== INSTRUCTIONS TO FOLLOW ==
What condition caused Claudialee's death, according to the malpractice case summary?

== SOURCE DOCUMENT ==
====

$7.5 million in punitive damages awarded in medical malpractice case where doctor destroys original office record and re-creates self-serving medical record after patient dies. Gomez v. Cabatic, 159 A.D.3d 62, 70 N.Y.S.3d 19, 24 (N.Y. App. Div. 2018)
On October 26, 2009, when six year old Claudialee Gomez Nicanor was examined by her pediatrician, a test revealed that her blood had an excessive amount of glucose so she was referred to an endocrinologist Dr. Arlene Basa Mercado.
On October 31, 2009, Dr. Mercado examined Claudialee and diagnosed obesity and impaired tolerance of glucose. She assumed her patient was developing type 2 diabetes but failed to consider it could have been type 1 diabetes. Dr. Mercado determined that she would not respond to the administration of glucose. During the next three months, Claudialee was seen by the two doctors but no further treatment was prescribed.
On January 24, 2010, Claudialee died as a result of diabetic ketoacidosis (a serious complication of diabetes that occurs when one’s body produces high levels of blood acids called ketones).
Claudialee’s family sued malpractice case and presented expert testimony to support their case that had Claudialee’s blood been tested before she died, her type 2 diabetes would have been revealed and insulin would have saved her life.
A Queens County jury found in favor of Claudialee’s family. The jury also awarded punitive damages for Dr. Mercado’s malicious destruction of her original handwritten notes of her office evaluations of Claudialee. Dr. Mercado admitted that she destroyed her handwritten office notes but claimed that they were accurately and fully re-created transcribed before being destroyed.
Commentators have called this a case of first impression because the Appellate Court upheld an award of punitive damages in a medical malpractice case not for the conduct that led to the death, but rather, for the effort to evade liability.

====

[Natural language region descriptions]
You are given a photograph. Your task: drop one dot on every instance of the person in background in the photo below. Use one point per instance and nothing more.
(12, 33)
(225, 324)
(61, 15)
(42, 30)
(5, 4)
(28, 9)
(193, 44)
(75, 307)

====

== SOLUTION FOR THIS TASK ==
Diabetic ketoacidosis